Provided passage:
Given a sense of responsibility and appropriate authority, both by the sangha and within oneself, anyone could take the kind of decisive lead that Abbot Steve did.
Zen fosters self-reliance and trains you to be your own boss. But the practice also points to something beyond the ordinary notions of these terms. Taking responsibility includes letting go. You accept the consequences of your actions even as you realize that your actions completely depend on the totality of circumstances in any given moment.
 
 
Two weeks after the fire, residents began to return to Tassajara,
though a backburn operation jumped a fireline and delayed their first attempt, sending them back to Jamesburg. On July 24, Shundo drove to Tassajara with Abbot Steve for the first time since the July 9 evacuation.
“It doesn't look so different,” Shundo observed as they climbed to Chews Ridge.
“Just wait,” warned the abbot.
Then they reached the ridge. The view opened onto mountains scraped clean, bare except for the wisps of leafless trees and a carpet of ash, black-andtan slopes, a hazy sky still busy with smoke. A member of a USFS fire crew waved their vehicle down to warn them that his crew was cutting dead trees along the road ahead. He cautioned them to proceed slowly and keep their eyes open.
“Past China Camp, in the chaparral, the moonscape really started,” Shundo wrote in his journal. “It looked like England in winter, bare trees, dark earth. A beautiful starkness to everything. Hazy and smoky below, the rocks standing proud . . . The Wind Caves were barren and brown, the Pines completely devastated, sticks standing, the trail clearly visible for once, winding up the valley.”
At Tassajara, Shundo ran into Mako and David first—“big hugs, no need to say anything”—then headed for the baths to rinse off the travel dust, along the way embracing several others he hadn't seen since their evacuations. “I could already feel how different I was being here,” he wrote. Reading his own words later, Shundo speculated that he'd meant he felt different at Tassajara from the way he'd felt in the city, but also that he felt different at Tassajara now compared with before the fire. Both closer to it and more distant.

Aim of the exercise: Pick up the account of the return to Tassajara after the fire right after its last sentence and carry it forward. The entries are separate material and have nothing to do with the account of the return to Tassajara.

Exercise data:
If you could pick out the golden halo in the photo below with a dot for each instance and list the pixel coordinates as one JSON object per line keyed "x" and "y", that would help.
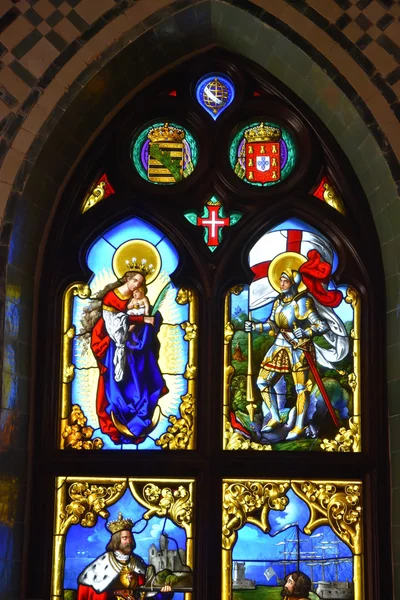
{"x": 291, "y": 260}
{"x": 137, "y": 255}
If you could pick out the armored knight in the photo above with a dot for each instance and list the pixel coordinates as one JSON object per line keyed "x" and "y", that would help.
{"x": 299, "y": 313}
{"x": 118, "y": 574}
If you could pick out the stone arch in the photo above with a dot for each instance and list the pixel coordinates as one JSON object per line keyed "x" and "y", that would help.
{"x": 103, "y": 74}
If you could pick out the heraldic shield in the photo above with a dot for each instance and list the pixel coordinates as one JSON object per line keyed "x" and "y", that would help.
{"x": 166, "y": 154}
{"x": 263, "y": 156}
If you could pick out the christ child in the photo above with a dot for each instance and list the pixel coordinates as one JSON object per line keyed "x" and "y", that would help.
{"x": 139, "y": 304}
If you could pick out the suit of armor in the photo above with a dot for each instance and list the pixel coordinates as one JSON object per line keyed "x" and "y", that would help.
{"x": 292, "y": 312}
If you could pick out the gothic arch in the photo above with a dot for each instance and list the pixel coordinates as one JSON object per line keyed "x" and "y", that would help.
{"x": 128, "y": 65}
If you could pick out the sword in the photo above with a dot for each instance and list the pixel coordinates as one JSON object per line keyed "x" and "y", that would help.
{"x": 314, "y": 370}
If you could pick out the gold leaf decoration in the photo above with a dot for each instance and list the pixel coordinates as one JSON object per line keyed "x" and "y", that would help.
{"x": 228, "y": 333}
{"x": 184, "y": 296}
{"x": 250, "y": 502}
{"x": 351, "y": 296}
{"x": 88, "y": 502}
{"x": 331, "y": 197}
{"x": 95, "y": 196}
{"x": 347, "y": 440}
{"x": 82, "y": 290}
{"x": 190, "y": 331}
{"x": 352, "y": 381}
{"x": 77, "y": 435}
{"x": 68, "y": 373}
{"x": 190, "y": 372}
{"x": 337, "y": 505}
{"x": 176, "y": 504}
{"x": 178, "y": 435}
{"x": 236, "y": 289}
{"x": 236, "y": 441}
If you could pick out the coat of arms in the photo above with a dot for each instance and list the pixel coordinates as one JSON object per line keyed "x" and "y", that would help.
{"x": 262, "y": 153}
{"x": 164, "y": 153}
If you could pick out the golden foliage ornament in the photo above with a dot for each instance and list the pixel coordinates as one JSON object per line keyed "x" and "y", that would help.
{"x": 88, "y": 502}
{"x": 250, "y": 502}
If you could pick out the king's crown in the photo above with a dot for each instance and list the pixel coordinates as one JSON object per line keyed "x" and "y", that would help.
{"x": 166, "y": 133}
{"x": 120, "y": 524}
{"x": 139, "y": 266}
{"x": 262, "y": 133}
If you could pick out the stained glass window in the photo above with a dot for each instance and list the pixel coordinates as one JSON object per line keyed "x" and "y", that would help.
{"x": 128, "y": 334}
{"x": 164, "y": 153}
{"x": 123, "y": 538}
{"x": 293, "y": 539}
{"x": 220, "y": 314}
{"x": 292, "y": 335}
{"x": 262, "y": 153}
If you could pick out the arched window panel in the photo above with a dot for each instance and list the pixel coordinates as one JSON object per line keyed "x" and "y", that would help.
{"x": 129, "y": 347}
{"x": 303, "y": 536}
{"x": 123, "y": 537}
{"x": 292, "y": 348}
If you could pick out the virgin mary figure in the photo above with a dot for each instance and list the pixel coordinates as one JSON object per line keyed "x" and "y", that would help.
{"x": 130, "y": 383}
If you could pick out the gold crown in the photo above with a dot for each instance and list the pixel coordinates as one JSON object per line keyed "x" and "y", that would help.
{"x": 262, "y": 133}
{"x": 140, "y": 266}
{"x": 166, "y": 133}
{"x": 120, "y": 524}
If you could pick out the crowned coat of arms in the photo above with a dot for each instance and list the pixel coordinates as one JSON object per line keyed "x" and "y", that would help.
{"x": 262, "y": 153}
{"x": 166, "y": 154}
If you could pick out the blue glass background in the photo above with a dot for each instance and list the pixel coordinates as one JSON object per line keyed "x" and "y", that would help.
{"x": 83, "y": 545}
{"x": 262, "y": 550}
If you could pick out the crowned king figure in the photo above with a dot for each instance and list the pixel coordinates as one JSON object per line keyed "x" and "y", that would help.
{"x": 263, "y": 153}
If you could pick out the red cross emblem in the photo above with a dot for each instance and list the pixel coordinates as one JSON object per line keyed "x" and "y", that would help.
{"x": 213, "y": 219}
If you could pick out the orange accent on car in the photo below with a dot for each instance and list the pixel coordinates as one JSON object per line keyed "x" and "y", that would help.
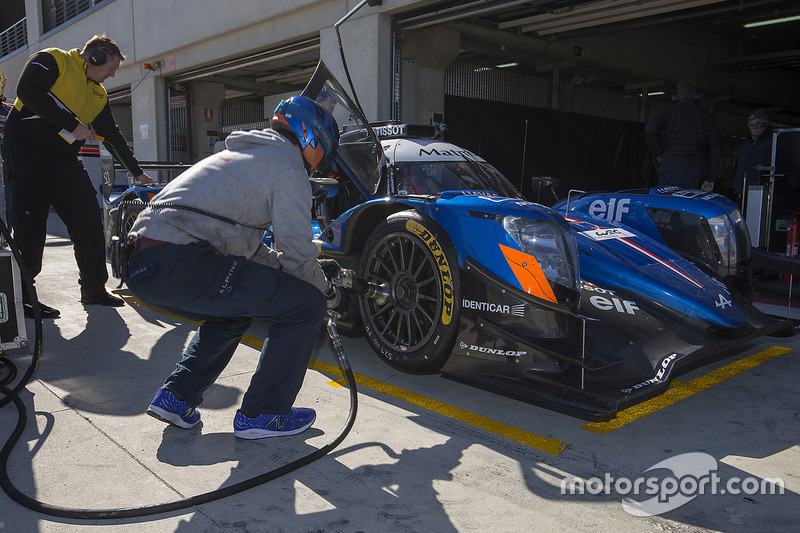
{"x": 529, "y": 274}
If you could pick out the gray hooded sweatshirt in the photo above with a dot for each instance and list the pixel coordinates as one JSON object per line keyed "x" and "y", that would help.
{"x": 258, "y": 181}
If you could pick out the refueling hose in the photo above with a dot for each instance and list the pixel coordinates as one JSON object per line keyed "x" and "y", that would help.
{"x": 12, "y": 395}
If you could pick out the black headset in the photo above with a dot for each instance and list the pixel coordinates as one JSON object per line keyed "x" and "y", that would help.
{"x": 98, "y": 56}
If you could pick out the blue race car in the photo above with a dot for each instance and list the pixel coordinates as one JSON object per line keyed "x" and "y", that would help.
{"x": 564, "y": 305}
{"x": 560, "y": 305}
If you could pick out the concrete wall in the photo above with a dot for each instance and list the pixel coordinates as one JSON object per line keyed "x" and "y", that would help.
{"x": 186, "y": 35}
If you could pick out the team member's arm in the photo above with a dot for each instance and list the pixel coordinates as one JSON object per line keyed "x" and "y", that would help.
{"x": 105, "y": 125}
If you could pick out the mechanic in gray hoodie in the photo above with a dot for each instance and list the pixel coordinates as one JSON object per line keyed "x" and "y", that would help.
{"x": 198, "y": 253}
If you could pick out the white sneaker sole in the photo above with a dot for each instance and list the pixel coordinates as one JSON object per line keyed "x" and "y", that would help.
{"x": 168, "y": 417}
{"x": 256, "y": 433}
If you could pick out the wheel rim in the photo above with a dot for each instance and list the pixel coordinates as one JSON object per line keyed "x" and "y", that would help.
{"x": 408, "y": 320}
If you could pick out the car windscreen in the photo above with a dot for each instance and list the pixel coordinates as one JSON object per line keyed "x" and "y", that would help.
{"x": 434, "y": 177}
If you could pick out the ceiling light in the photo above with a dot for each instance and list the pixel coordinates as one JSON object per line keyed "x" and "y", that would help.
{"x": 772, "y": 21}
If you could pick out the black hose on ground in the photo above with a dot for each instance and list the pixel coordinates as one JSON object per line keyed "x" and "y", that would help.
{"x": 12, "y": 396}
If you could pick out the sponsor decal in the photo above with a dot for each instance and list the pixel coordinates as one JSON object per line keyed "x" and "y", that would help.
{"x": 603, "y": 234}
{"x": 493, "y": 351}
{"x": 617, "y": 304}
{"x": 444, "y": 268}
{"x": 486, "y": 194}
{"x": 611, "y": 210}
{"x": 611, "y": 302}
{"x": 447, "y": 153}
{"x": 503, "y": 309}
{"x": 723, "y": 302}
{"x": 661, "y": 372}
{"x": 392, "y": 129}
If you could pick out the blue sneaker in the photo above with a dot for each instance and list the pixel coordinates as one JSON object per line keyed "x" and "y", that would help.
{"x": 299, "y": 420}
{"x": 167, "y": 408}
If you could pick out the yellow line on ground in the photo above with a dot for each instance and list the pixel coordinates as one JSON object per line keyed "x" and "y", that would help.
{"x": 547, "y": 445}
{"x": 680, "y": 390}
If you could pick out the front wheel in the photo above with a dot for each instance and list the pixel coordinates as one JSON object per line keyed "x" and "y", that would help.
{"x": 414, "y": 330}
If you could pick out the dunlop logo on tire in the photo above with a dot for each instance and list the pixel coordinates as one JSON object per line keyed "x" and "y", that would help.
{"x": 441, "y": 261}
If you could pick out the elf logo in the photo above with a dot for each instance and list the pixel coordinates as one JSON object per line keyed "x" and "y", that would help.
{"x": 611, "y": 211}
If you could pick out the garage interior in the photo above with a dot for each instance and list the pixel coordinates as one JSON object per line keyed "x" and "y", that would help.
{"x": 556, "y": 88}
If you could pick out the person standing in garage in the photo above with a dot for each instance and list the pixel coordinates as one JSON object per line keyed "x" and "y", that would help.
{"x": 684, "y": 140}
{"x": 61, "y": 103}
{"x": 755, "y": 151}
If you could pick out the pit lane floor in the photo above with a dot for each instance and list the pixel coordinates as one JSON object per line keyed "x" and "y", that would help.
{"x": 425, "y": 454}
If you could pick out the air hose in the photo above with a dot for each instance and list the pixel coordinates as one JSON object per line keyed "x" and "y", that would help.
{"x": 12, "y": 395}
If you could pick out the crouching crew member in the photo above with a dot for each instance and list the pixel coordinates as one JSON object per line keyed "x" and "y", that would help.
{"x": 198, "y": 253}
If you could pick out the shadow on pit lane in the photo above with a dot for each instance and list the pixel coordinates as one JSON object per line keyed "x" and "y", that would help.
{"x": 100, "y": 374}
{"x": 397, "y": 494}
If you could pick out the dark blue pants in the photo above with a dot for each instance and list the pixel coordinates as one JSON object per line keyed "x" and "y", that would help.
{"x": 227, "y": 292}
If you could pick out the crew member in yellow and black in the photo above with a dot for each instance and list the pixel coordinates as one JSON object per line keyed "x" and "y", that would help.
{"x": 61, "y": 103}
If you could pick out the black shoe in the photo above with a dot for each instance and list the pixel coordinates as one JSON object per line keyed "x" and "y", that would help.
{"x": 101, "y": 298}
{"x": 44, "y": 310}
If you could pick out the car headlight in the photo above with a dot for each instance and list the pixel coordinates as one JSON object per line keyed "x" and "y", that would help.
{"x": 553, "y": 247}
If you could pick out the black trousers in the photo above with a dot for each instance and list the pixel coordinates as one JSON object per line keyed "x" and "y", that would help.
{"x": 39, "y": 181}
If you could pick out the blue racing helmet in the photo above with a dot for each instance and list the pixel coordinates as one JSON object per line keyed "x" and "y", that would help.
{"x": 315, "y": 128}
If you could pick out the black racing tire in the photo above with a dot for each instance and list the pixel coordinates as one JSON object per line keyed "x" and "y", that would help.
{"x": 129, "y": 212}
{"x": 121, "y": 221}
{"x": 411, "y": 255}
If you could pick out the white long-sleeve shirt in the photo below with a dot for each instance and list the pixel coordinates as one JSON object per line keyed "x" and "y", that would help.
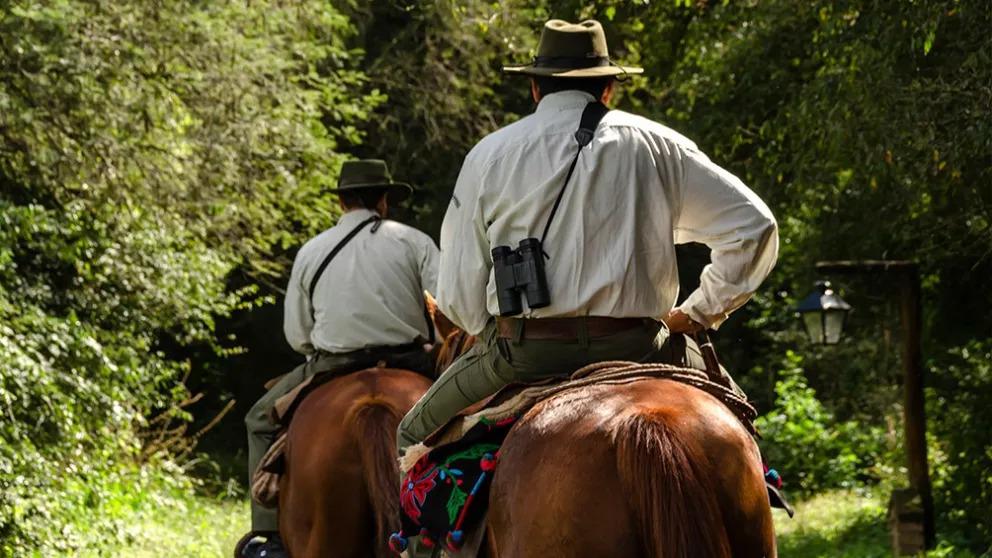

Response box:
At dinner the night Shundo returned to Tassajara, the residents were back to eating at individual tables. There were simply too many of them now for one big table in the center of the room—more than forty of the approximately sixty-five residents who evacuated had returned. But Shundo detected a fissure between those who'd stayed to prepare for the fire and those who'd left in the June 25 evacuation. Those who had stayed behind had never executed the tiered evacuation they'd spent so much time talking about, but here they were, organized according to how long they'd stayed or how quickly they'd gone, each drawn most easily to those in their tier, who shared their level of experience. He'd observed the same tendency in himself in the city, where he'd sought the reassuring company of others who'd been close to the fire preparations.
He'd spent the two weeks prior to returning to Tassajara after the fire “feeling like the fifth Beatle,” unraveling the energy around the preparations he'd participated in only to evacuate at the last minute. He still felt a bit out of step—like Devin, he could have been there but wasn't. But as Shundo sat next to Graham that evening in zazen in the stuffy zendo they kept closed up, preferring heat to smoke, he had an insight. He could spend the rest of his life turning over all of the little moments that had led to his decision to continue driving up the road away from Tassajara on July 9, longing for an experience he had missed.
But then he thought: Or not. He could also trust that he'd done his best and let it go.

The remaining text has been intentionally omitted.